## Extract provided
◆ ◆ ◆ ◆

Semantic Chunking
The platform uses semantic-aware chunking to split documents intelligently, preserving context and structure for better retrieval.
Why Semantic Chunking?
Traditional character-based chunking has problems:
| Issue | Character-Based | Semantic Chunking |
|---|---|---|
| Context loss | Splits mid-sentence | Respects boundaries |
| Structure ignored | Lists split randomly | Lists stay together |
| No hierarchy | Flat chunks | Heading paths preserved |
| Size variance | Inconsistent | 200-400 token target |
Chunking Pipeline
Document Input (PDF / DOCX / XLSX / URL)
│
▼
┌───────────────────┐
│ Block Flattening │ ◀─── Preserve parent context
└────────┬──────────┘
│
▼
┌───────────────────┐
│ Semantic Grouping │ ◀─── Group by block type
└────────┬──────────┘
│
▼
┌───────────────────┐
│ Token Merging │ ◀─── Merge small groups
└────────┬──────────┘
│
▼
┌───────────────────┐
│ Quality Filter │ ◀─── Remove junk chunks
└────────┬──────────┘
│
▼
┌───────────────────┐
│ Overlap Injection │ ◀─── Add context bridges
└────────┬──────────┘
│
▼
LangChain Documents
Phase 1: Block Flattening
Documents are parsed and flattened into structured blocks while preserving parent context:
// services/fileIngestionService.js
const flattenBlocks = (blocks, parentPath = []) => {
const flattened = [];
for (const block of blocks) {
const blockWithContext = {
...block,
_parentPath: [...parentPath],
};
flattened.push(blockWithContext);
// Track heading hierarchy
if (block.has_children && block.children) {
const childPath = isHeading(block)

◆ ◆ ◆ ◆

## Records supplied
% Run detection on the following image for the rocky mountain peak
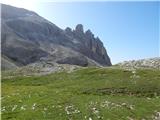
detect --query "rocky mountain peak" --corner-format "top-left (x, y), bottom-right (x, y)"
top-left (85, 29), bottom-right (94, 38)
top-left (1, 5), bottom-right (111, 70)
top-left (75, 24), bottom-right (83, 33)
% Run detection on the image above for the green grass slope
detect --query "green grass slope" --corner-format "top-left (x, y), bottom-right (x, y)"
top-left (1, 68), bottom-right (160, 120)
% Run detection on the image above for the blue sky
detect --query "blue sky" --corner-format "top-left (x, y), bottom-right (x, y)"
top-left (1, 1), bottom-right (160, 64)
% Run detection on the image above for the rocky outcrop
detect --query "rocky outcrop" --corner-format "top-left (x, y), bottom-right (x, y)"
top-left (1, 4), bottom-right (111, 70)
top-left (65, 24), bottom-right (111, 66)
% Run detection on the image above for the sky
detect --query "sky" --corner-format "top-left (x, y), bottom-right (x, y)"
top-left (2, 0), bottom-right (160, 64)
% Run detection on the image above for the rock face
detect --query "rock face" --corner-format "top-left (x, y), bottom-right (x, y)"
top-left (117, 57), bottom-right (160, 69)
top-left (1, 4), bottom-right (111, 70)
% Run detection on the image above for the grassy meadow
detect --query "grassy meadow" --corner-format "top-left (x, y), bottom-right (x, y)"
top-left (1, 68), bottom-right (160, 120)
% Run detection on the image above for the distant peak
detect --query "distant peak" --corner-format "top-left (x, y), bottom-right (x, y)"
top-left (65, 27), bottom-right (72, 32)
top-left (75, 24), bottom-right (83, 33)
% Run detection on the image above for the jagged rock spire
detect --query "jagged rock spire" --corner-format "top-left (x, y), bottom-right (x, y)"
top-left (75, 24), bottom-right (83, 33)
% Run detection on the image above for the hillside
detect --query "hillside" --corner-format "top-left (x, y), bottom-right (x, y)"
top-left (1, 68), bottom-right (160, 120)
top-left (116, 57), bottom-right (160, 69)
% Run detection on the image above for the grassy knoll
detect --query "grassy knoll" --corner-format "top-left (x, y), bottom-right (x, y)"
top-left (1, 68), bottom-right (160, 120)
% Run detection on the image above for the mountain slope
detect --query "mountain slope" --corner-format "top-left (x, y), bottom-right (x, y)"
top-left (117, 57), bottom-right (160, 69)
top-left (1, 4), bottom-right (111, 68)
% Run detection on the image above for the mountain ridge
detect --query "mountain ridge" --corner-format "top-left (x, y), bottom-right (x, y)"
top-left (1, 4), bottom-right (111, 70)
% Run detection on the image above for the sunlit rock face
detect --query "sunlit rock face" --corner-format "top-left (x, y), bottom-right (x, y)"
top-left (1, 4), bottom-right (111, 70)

◆ ◆ ◆ ◆

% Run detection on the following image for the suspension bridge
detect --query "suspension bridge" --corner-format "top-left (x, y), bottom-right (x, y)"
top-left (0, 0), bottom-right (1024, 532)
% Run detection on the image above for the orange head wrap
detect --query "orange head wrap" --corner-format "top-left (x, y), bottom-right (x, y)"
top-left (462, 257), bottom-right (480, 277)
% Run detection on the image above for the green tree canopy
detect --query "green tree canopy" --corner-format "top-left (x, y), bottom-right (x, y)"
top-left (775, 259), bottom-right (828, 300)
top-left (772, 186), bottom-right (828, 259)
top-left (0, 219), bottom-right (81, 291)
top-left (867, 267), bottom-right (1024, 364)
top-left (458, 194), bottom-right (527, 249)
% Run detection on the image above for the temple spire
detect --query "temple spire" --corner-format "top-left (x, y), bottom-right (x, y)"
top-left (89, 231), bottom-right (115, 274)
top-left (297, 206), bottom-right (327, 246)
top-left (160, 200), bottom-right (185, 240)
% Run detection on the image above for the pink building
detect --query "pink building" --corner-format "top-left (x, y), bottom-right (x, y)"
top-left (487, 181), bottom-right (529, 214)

◆ ◆ ◆ ◆

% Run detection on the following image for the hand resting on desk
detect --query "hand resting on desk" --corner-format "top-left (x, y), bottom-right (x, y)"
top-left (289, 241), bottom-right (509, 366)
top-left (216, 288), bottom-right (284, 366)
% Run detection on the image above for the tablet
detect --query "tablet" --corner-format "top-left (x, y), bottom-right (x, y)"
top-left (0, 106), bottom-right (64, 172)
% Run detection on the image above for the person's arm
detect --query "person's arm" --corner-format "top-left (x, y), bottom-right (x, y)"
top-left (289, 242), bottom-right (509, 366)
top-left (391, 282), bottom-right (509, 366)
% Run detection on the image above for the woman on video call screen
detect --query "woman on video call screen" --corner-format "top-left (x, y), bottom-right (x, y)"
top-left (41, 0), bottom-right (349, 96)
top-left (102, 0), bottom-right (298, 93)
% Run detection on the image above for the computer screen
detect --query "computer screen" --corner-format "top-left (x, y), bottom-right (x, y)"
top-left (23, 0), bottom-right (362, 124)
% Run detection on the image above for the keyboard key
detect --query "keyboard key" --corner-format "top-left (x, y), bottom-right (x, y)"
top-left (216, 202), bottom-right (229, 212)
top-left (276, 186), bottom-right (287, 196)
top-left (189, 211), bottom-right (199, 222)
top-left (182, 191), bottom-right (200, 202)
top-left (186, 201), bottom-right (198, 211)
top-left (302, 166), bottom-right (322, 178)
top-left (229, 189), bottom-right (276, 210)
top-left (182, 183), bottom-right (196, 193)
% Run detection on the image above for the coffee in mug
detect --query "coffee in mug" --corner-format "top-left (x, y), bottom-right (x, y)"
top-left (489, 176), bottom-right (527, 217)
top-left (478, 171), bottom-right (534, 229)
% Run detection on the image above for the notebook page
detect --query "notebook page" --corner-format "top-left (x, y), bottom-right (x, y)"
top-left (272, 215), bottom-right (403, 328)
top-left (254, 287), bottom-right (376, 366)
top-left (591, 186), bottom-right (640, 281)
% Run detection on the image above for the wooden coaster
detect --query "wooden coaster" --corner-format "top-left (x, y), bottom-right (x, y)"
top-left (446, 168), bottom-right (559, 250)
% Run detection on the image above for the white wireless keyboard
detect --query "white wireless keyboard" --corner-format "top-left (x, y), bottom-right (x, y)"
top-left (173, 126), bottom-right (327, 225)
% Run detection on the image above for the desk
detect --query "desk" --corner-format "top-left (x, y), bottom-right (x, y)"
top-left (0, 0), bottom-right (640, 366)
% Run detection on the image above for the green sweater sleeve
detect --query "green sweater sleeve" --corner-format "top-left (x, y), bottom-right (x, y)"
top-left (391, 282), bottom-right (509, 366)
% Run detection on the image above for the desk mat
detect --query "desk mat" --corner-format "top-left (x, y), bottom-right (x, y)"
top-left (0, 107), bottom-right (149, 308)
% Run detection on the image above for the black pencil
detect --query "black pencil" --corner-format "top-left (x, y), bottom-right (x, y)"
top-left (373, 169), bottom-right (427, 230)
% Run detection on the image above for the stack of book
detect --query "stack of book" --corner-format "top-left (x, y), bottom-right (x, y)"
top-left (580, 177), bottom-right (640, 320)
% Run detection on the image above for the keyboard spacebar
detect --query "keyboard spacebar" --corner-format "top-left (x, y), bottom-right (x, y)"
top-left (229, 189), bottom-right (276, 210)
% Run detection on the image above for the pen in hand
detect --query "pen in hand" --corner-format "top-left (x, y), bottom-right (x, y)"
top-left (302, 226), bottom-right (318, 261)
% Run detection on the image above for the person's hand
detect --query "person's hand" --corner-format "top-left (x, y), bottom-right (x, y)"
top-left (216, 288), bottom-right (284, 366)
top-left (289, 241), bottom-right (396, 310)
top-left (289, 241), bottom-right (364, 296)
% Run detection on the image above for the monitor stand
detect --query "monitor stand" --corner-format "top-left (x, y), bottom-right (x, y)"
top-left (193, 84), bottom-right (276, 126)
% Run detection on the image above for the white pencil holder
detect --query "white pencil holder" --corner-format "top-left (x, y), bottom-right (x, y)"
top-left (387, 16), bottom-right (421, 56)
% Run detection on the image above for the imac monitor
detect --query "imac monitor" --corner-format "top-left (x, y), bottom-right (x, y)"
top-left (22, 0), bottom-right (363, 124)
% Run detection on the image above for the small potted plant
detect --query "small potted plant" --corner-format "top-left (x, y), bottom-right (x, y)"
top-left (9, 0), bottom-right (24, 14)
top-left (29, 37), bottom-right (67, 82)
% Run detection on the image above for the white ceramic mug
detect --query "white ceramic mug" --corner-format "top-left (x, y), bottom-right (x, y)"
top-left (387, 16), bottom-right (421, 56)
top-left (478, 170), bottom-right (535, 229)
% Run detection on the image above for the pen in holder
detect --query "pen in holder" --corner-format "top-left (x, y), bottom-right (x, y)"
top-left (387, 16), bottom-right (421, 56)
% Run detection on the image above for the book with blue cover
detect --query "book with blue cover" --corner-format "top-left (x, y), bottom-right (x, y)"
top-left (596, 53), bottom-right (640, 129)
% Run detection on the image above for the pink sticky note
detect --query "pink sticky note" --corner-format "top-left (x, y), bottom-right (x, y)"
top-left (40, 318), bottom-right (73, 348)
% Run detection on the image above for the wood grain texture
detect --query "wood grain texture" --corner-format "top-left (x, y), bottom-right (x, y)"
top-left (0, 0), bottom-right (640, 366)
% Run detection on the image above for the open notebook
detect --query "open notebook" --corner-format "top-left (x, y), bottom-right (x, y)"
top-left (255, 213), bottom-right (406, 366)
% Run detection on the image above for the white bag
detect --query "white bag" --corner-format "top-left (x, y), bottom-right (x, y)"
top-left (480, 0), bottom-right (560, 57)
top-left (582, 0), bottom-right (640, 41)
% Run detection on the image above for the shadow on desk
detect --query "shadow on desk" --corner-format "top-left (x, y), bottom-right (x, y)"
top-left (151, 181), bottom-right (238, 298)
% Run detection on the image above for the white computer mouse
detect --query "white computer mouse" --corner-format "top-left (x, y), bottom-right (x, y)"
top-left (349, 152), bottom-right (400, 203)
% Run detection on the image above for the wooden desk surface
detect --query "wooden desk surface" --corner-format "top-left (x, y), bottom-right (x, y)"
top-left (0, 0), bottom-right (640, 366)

◆ ◆ ◆ ◆

## Directions for this task
Decide whether each statement below agrees with the semantic chunking page. Answer yes or no for each, and quote the exact words from the page that settle it.
(a) Semantic chunking targets chunks of 200 to 400 tokens.
(b) Character-based chunking keeps lists together.
(c) The chunking pipeline can take a URL as input.

## Response
(a) Yes: "200-400 token target"
(b) No: "Lists split randomly"
(c) Yes: "Document Input (PDF / DOCX / XLSX / URL)"